■ **Text to read**:
You can view my latest blog article on the current North Okanagan Real Estate Market Statistics by clicking here.


I maintain a rolling summary of critical statistics on real estate sales, inventory and average prices over the years. It helps my clients to keep their finger on the pulse of the real estate market in the North Okanagan. Click here to view these statistics. You can continue below for descriptions of each of these statistics and how they are affected by rising and falling market trends.


Markets move up and down depending on general economic conditions and how confident the general public is about the future of the economy. All real estate markets moves in cycles up and down. Not all real estate markets move in the same direction at the same time as each market is influenced by local conditions. In our local market this is usually roughly about 5-7 years up followed by 5-7 years down and then 5-7 years up again and so on. These statistics are used to help us track where we are in the up/down cycles. All of the statistics are published monthly and are calculated as an average of the 12 months prior to the current month. There is one graph for each of Sales, Inventory and Prices. The Sales and Inventory are combined to calculate one more statistic called the Absorption Rate. What follows is more details on how to interpret these statistics.

Anticipating Market The Direction

In a rising market Sellers have no trouble finding Buyers to buy their home, if they price their home at the upper range of fair market value because as sales are going up, the inventory is coming down and that puts upward pressure on prices…



            SALES                          INVENTORY                       PRICES


In a falling market Sellers have trouble finding Buyers to buy their homes so it is even more important to price their home at the lower range of fair market value because as sales go down, the inventory goes up and that puts downward pressure on prices…



            SALES                          INVENTORY                       PRICES

Residential Sales

Residential home sales are a leading indicator of where the market is going.

■ **Exercises**:
**A)** From the North Okanagan real estate text, return the passage from "Markets move up" to "interpret these statistics.".
**B)** According to the North Okanagan real estate text, how is each of the monthly statistics calculated?
**C)** Write what comes next in the North Okanagan real estate text, starting after its final sentence.

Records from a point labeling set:

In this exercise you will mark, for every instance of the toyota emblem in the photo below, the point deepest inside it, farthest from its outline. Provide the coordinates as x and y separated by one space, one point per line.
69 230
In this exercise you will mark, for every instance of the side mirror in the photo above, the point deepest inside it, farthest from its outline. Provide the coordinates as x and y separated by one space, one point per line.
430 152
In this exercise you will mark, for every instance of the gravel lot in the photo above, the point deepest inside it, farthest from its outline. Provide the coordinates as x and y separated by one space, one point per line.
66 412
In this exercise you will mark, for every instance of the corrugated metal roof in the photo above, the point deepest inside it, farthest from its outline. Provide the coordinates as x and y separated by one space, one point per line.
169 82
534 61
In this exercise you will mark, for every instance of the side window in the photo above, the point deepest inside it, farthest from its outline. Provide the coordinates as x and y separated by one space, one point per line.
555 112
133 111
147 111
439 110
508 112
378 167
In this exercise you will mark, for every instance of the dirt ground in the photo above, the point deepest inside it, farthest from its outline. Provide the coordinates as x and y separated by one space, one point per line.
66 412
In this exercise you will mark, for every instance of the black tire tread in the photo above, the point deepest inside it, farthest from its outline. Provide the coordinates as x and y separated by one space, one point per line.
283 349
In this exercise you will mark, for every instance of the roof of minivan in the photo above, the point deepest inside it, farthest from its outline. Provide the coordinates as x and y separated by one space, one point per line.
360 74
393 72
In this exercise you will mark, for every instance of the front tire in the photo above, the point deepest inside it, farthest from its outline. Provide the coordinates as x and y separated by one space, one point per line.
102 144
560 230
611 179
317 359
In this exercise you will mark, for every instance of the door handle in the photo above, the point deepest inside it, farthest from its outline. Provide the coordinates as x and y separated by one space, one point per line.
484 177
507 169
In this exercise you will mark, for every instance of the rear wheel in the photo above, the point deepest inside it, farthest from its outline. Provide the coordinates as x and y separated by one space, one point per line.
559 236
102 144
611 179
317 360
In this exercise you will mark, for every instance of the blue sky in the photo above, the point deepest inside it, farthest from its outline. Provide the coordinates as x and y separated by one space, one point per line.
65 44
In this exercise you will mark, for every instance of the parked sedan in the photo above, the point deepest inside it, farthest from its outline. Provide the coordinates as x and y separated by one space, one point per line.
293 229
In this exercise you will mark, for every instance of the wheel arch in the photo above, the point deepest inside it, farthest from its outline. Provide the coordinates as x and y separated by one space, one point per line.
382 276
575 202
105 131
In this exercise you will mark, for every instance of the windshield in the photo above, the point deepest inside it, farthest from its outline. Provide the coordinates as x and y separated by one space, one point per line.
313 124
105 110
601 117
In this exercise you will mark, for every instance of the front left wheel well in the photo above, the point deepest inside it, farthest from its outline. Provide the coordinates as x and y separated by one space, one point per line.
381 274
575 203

■ **Exercise answers**:
**A)**
Markets move up and down depending on general economic conditions and how confident the general public is about the future of the economy. All real estate markets moves in cycles up and down. Not all real estate markets move in the same direction at the same time as each market is influenced by local conditions. In our local market this is usually roughly about 5-7 years up followed by 5-7 years down and then 5-7 years up again and so on. These statistics are used to help us track where we are in the up/down cycles. All of the statistics are published monthly and are calculated as an average of the 12 months prior to the current month. There is one graph for each of Sales, Inventory and Prices. The Sales and Inventory are combined to calculate one more statistic called the Absorption Rate. What follows is more details on how to interpret these statistics.

**B)** Each is calculated as an average of the 12 months before the current month.

**C)**
Residential Inventory

Inventory levels vary according to the rate of sales.


Residential Median Prices

Median prices are referred to as a lagging indicator in that once sales volumes change (increase or decrease) then inventory levels change up or down. The amount of inventory available and the rate at which it is absorbed by Buyers in the market affects prices in the typical supply and demand fashion of any type of market.

Putting It All Together

There is a sequence by which these different statistics are affected by activity in the market place. The volume of sales impacts the inventory which then impacts the prices. Sales is said to be a leading market indicator, followed by inventory and then inventory is followed by prices which is said to be a lagging market indicator.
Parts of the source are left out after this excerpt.